→ Extract to read:
⟨

Since Zwicky's observation of galactic cluster rotation in 1922 and the consequent studies of galactic rotation curves, DM has been the much favoured resolution to the "extra mass" problem. The invocation of a non-baryonic (and not directly observable) form of matter seems just as ludicrous to me as altering Newtonian law. Indeed it sounds like a bit of a botch..

We even know classical mechanics breaks down on small scales (QM), so what is there to say it doesn't act differently on larger scales also?

Analogous is the search for the Higgs Boson in PP. If the LHC fails to find evidence for this I doubt they'll propose a new unobservable particle to mediate the Higgs field! The standard model, which has been tried and tested for decades, will collapse.

What are your thoughts on this?

Rob

 

[shalayka]

I think that skepticism is high regarding MOND because the cutoff value re: acceleration is derived empirically, and not from first principles. Of course, so was the initial idea for dark matter, so I think that you're right -- neither method is "better" than the other.

Hopefully an alternative derived from first principles will appear in the near future.

 

[astrorob]

I see what you mean and you're quite right, it just seems equally botched to say that we're missing some amount of mass to fit in with our rotation models so this must be dark unobservable matter!

 

[Jonathan Scott]

As far as I know, the cut-off in MOND is there only as a means of explaining why the effect hasn't been detected in laboratory or solar-system experiments. I think that MOND has to cut in below the critical acceleration, but it doesn't actually have to cut out until a much higher acceleration, because the effect it would have if it simply added to the Newtonian (or GR) acceleration would be too small to be relevant for intermediate accelerations.

I don't understand how MOND can explain how the particles forming a star, which individually have significant accelerations far exceeding the MOND threshold due to the gravity of the star, are affected in such a way that the overall motion of the star is only MOND-like below the overall acceleration cut-off. Some people have told me that relativistic MOND theory claims to address this, but when I've looked into the detail I've so far only found vague assertions that in GR the motion of the whole is not necessarily exactly determined by the motions of the parts.

Personally I find MOND quite physically plausible apart from the cut-off; if the universe is finite, it makes sense that a region containing significant mass would have a boundary that is not flat but rather "conical" in a solid angle sense, and this would lead to accelerations proportional to the square root of the mass enclosed and inversely proportional to the radius, as in MOND. However, this effect would persist right down to small masses and even individual particles.

(In fact, the MOND acceleration at the surface of a particle becomes equal to the Newtonian gravitational acceleration at something of the order of 100 times the mass of an electron, which seems quite an interesting coincidence).

As far as I can tell, if there were no cut-off it should be possible to detect MOND effects at the solar system level (they are well known to be of a similar order of magnitude to the Pioneer anomaly) and even in a laboratory setting, so any MOND effect on that scale should have been spotted by now, even in ordinary Cavendish-type experiments. Certainly, the Pioneer anomaly does not match a MOND prediction very well, but there could be other factors involved.

I've not seen any specific report of any experiment which specifically rules out MOND effects on this scale, and it's not clear to me whether this would have been detected as a result of other experiments, such as those to measure G, which were not specifically looking for a 1/r acceleration law.

⟩

→ Data segment:
⟨

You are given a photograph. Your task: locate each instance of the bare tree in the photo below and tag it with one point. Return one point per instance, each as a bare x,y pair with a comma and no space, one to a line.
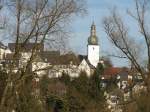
36,21
119,35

⟩

→ Requirement A:
In the forum thread on MOND, transcribe verbatim the passage that opens with the words "Analogous is the" and closes after the words "than the other.".
→ Requirement B:
According to the forum thread on MOND, why is skepticism high regarding MOND?

→ Expected output A:
Analogous is the search for the Higgs Boson in PP. If the LHC fails to find evidence for this I doubt they'll propose a new unobservable particle to mediate the Higgs field! The standard model, which has been tried and tested for decades, will collapse.

What are your thoughts on this?

Rob

 

[shalayka]

I think that skepticism is high regarding MOND because the cutoff value re: acceleration is derived empirically, and not from first principles. Of course, so was the initial idea for dark matter, so I think that you're right -- neither method is "better" than the other.

→ Expected output B:
The cutoff value for acceleration is derived empirically rather than from first principles.